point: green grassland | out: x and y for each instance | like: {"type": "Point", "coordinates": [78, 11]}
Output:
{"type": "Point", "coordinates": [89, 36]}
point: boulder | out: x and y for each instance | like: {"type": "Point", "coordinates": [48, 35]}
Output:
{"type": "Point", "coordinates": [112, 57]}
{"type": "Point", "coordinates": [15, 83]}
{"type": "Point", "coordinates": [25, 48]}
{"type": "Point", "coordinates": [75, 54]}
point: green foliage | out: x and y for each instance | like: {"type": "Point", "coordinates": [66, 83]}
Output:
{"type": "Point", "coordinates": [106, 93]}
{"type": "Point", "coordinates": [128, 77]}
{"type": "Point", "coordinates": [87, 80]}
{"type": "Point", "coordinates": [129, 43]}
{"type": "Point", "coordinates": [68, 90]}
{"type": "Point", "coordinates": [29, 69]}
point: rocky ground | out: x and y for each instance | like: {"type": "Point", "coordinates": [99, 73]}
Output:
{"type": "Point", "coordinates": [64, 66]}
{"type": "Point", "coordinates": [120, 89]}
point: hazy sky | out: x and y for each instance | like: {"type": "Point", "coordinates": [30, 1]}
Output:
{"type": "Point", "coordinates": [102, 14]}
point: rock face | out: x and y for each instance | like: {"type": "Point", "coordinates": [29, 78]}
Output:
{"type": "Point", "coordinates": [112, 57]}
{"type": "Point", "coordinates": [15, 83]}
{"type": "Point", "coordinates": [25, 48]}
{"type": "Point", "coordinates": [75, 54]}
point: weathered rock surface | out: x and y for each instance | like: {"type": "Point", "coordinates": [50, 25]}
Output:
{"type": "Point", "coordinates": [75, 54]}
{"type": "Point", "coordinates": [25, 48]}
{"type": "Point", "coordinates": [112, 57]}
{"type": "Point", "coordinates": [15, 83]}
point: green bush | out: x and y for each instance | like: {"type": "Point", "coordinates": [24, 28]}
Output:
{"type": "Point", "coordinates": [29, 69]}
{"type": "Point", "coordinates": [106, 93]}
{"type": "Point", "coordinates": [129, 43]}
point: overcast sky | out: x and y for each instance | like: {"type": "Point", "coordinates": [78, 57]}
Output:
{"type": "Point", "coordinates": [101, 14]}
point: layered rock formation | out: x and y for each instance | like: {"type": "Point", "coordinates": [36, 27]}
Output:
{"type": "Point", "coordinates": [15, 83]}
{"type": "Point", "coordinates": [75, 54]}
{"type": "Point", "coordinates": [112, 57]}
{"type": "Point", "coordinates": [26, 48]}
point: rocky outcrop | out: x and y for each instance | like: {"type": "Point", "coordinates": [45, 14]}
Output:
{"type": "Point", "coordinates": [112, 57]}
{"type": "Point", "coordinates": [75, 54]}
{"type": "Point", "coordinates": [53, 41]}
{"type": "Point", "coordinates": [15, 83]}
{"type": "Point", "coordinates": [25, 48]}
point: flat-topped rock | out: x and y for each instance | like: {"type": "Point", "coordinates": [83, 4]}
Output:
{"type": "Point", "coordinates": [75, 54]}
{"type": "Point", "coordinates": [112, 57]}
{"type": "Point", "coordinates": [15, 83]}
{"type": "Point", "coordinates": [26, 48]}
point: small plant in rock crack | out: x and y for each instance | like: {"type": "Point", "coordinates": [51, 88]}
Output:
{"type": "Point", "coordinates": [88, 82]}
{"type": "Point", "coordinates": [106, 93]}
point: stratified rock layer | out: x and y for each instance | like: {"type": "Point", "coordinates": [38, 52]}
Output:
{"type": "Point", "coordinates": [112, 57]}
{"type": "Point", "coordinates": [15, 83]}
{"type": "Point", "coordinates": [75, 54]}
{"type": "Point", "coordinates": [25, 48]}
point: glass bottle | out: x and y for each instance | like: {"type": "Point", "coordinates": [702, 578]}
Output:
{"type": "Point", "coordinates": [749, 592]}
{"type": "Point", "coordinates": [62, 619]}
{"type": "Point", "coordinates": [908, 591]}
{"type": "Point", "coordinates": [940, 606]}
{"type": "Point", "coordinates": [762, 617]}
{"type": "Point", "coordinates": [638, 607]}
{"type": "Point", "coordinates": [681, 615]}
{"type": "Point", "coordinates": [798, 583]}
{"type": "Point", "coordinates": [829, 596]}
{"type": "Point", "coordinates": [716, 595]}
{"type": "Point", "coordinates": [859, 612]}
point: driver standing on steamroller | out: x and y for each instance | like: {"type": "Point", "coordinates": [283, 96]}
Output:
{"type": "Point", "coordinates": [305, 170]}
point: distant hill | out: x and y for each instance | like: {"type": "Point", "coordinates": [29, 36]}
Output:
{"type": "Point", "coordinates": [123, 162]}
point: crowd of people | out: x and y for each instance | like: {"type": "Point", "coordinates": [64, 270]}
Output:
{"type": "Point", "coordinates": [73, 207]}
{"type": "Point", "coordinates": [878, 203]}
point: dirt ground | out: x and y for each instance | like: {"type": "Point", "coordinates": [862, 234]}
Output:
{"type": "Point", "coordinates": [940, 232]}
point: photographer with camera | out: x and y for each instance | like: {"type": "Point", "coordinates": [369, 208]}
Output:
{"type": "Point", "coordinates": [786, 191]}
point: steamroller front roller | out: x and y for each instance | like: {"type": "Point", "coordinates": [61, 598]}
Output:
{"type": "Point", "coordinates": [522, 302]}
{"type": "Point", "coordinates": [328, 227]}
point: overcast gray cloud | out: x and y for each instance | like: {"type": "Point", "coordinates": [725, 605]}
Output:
++++++++++++++++++++
# Directions
Print the records above again, every one, exactly as written.

# Answer section
point: green grassland | out: x and y for each instance | like: {"type": "Point", "coordinates": [78, 11]}
Output:
{"type": "Point", "coordinates": [89, 36]}
point: boulder | out: x and y for each instance | like: {"type": "Point", "coordinates": [48, 35]}
Output:
{"type": "Point", "coordinates": [112, 57]}
{"type": "Point", "coordinates": [15, 83]}
{"type": "Point", "coordinates": [25, 48]}
{"type": "Point", "coordinates": [75, 54]}
point: green foliage | out: x and y for each instance | like: {"type": "Point", "coordinates": [66, 83]}
Output:
{"type": "Point", "coordinates": [106, 93]}
{"type": "Point", "coordinates": [128, 77]}
{"type": "Point", "coordinates": [87, 80]}
{"type": "Point", "coordinates": [129, 43]}
{"type": "Point", "coordinates": [68, 90]}
{"type": "Point", "coordinates": [29, 69]}
point: rocky ground | out: x and y for each instance | like: {"type": "Point", "coordinates": [99, 73]}
Output:
{"type": "Point", "coordinates": [64, 66]}
{"type": "Point", "coordinates": [120, 89]}
point: hazy sky | out: x and y for each instance | like: {"type": "Point", "coordinates": [30, 1]}
Output:
{"type": "Point", "coordinates": [102, 14]}
point: rock face | out: x and y for each instance | like: {"type": "Point", "coordinates": [29, 78]}
Output:
{"type": "Point", "coordinates": [112, 57]}
{"type": "Point", "coordinates": [15, 83]}
{"type": "Point", "coordinates": [25, 48]}
{"type": "Point", "coordinates": [75, 54]}
point: weathered rock surface | out: x and y for each instance | like: {"type": "Point", "coordinates": [50, 25]}
Output:
{"type": "Point", "coordinates": [75, 54]}
{"type": "Point", "coordinates": [25, 48]}
{"type": "Point", "coordinates": [112, 57]}
{"type": "Point", "coordinates": [15, 83]}
point: green bush | out: x and y for each instance | like: {"type": "Point", "coordinates": [24, 28]}
Output:
{"type": "Point", "coordinates": [29, 69]}
{"type": "Point", "coordinates": [106, 93]}
{"type": "Point", "coordinates": [129, 43]}
point: overcast sky | out: x and y for each instance | like: {"type": "Point", "coordinates": [78, 57]}
Output:
{"type": "Point", "coordinates": [101, 14]}
point: layered rock formation | out: x and y for each instance | like: {"type": "Point", "coordinates": [36, 27]}
Output:
{"type": "Point", "coordinates": [15, 83]}
{"type": "Point", "coordinates": [75, 54]}
{"type": "Point", "coordinates": [112, 57]}
{"type": "Point", "coordinates": [26, 48]}
point: rocky outcrop | out: x and y for each instance | like: {"type": "Point", "coordinates": [45, 14]}
Output:
{"type": "Point", "coordinates": [112, 57]}
{"type": "Point", "coordinates": [75, 54]}
{"type": "Point", "coordinates": [53, 41]}
{"type": "Point", "coordinates": [15, 83]}
{"type": "Point", "coordinates": [25, 48]}
point: flat-topped rock | out: x and y for each instance | like: {"type": "Point", "coordinates": [83, 4]}
Output:
{"type": "Point", "coordinates": [75, 54]}
{"type": "Point", "coordinates": [112, 57]}
{"type": "Point", "coordinates": [15, 83]}
{"type": "Point", "coordinates": [26, 48]}
point: small plant in rock crack | out: x and y for each instance | like: {"type": "Point", "coordinates": [51, 88]}
Output:
{"type": "Point", "coordinates": [88, 82]}
{"type": "Point", "coordinates": [106, 93]}
point: stratified rock layer | out: x and y for each instance | like: {"type": "Point", "coordinates": [38, 52]}
Output:
{"type": "Point", "coordinates": [112, 57]}
{"type": "Point", "coordinates": [15, 83]}
{"type": "Point", "coordinates": [75, 54]}
{"type": "Point", "coordinates": [25, 48]}
point: glass bottle | out: x and y for each instance | like: {"type": "Point", "coordinates": [702, 578]}
Output:
{"type": "Point", "coordinates": [749, 592]}
{"type": "Point", "coordinates": [62, 619]}
{"type": "Point", "coordinates": [908, 591]}
{"type": "Point", "coordinates": [940, 606]}
{"type": "Point", "coordinates": [762, 617]}
{"type": "Point", "coordinates": [638, 607]}
{"type": "Point", "coordinates": [681, 615]}
{"type": "Point", "coordinates": [798, 583]}
{"type": "Point", "coordinates": [829, 596]}
{"type": "Point", "coordinates": [716, 595]}
{"type": "Point", "coordinates": [859, 612]}
point: driver standing on steamroller | out: x and y for each instance | like: {"type": "Point", "coordinates": [283, 96]}
Output:
{"type": "Point", "coordinates": [305, 170]}
point: distant hill | out: x and y for each instance | like: {"type": "Point", "coordinates": [29, 36]}
Output:
{"type": "Point", "coordinates": [123, 162]}
point: crowd of people | out: x and y for each instance | like: {"type": "Point", "coordinates": [64, 270]}
Output:
{"type": "Point", "coordinates": [73, 207]}
{"type": "Point", "coordinates": [878, 203]}
point: dirt ground | out: x and y for each instance | like: {"type": "Point", "coordinates": [862, 234]}
Output:
{"type": "Point", "coordinates": [940, 232]}
point: photographer with camera | out: x and y for each instance | like: {"type": "Point", "coordinates": [369, 208]}
Output:
{"type": "Point", "coordinates": [786, 191]}
point: steamroller front roller | out: x and y for each instance | like: {"type": "Point", "coordinates": [61, 598]}
Output:
{"type": "Point", "coordinates": [522, 302]}
{"type": "Point", "coordinates": [328, 227]}
point: overcast gray cloud | out: x and y for each instance | like: {"type": "Point", "coordinates": [725, 605]}
Output:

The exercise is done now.